Render every line of the material below as a JSON list of strings, one string per line, skipping blank lines. Leave the pictures out of your answer.

====== RECORDS SUPPLIED

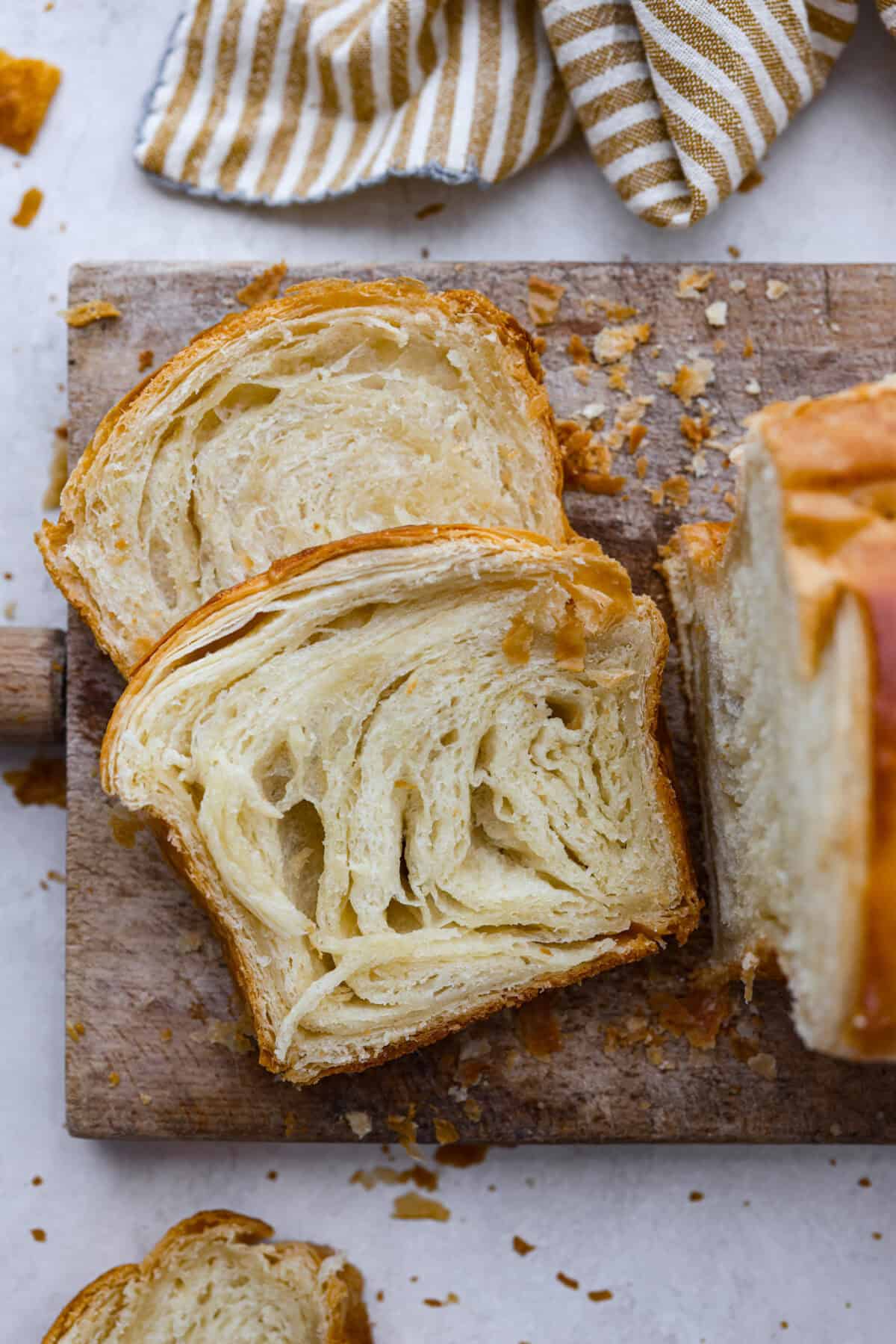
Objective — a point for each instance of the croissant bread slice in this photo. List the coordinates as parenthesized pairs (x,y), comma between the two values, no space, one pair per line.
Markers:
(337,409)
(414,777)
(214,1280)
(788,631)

============

### [WRITTEN ANSWER]
[
  "Objective — a point for each instance of the croissant bread slice in this photo. List the coordinates as parenthesized pairs (x,y), comma between the two values, no space, one pair per line.",
  "Markers:",
  "(337,409)",
  "(414,777)",
  "(214,1280)",
  "(788,631)"
]